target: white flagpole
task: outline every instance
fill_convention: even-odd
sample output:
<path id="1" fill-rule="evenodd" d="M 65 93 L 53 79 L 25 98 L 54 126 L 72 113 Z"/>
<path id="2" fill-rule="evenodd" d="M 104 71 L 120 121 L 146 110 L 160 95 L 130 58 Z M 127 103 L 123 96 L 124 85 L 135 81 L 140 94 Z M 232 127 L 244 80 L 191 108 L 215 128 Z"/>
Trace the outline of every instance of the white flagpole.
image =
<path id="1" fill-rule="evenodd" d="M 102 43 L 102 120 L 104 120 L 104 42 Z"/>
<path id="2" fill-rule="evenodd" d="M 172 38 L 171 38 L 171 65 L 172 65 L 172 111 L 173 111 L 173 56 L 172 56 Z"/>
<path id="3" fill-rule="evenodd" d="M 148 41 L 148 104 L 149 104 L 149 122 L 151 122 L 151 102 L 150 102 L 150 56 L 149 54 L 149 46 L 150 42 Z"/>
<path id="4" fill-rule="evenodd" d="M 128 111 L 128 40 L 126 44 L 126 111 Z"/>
◆ ◆ ◆ ◆ ◆
**Task directions:**
Rewrite all of the data above as a numbered list, one line per item, and omit any blank lines.

**Exercise solution:**
1. target: white flagpole
2. task: outline every instance
3. fill_convention: even-odd
4. sample output:
5. <path id="1" fill-rule="evenodd" d="M 65 93 L 53 79 L 25 98 L 54 126 L 72 113 Z"/>
6. <path id="2" fill-rule="evenodd" d="M 104 71 L 120 121 L 146 110 L 160 95 L 130 58 Z M 127 103 L 123 96 L 124 85 L 135 81 L 140 94 Z M 232 127 L 244 80 L 191 108 L 215 128 Z"/>
7. Trace the outline of every instance of the white flagpole.
8. image =
9. <path id="1" fill-rule="evenodd" d="M 102 43 L 102 120 L 104 120 L 104 42 Z"/>
10. <path id="2" fill-rule="evenodd" d="M 172 38 L 171 38 L 171 65 L 172 65 L 172 111 L 173 111 L 173 56 L 172 56 Z"/>
11. <path id="3" fill-rule="evenodd" d="M 148 41 L 148 104 L 149 104 L 149 122 L 151 122 L 151 102 L 150 102 L 150 56 L 149 54 L 149 46 L 150 42 Z"/>
12. <path id="4" fill-rule="evenodd" d="M 128 111 L 128 40 L 126 44 L 126 111 Z"/>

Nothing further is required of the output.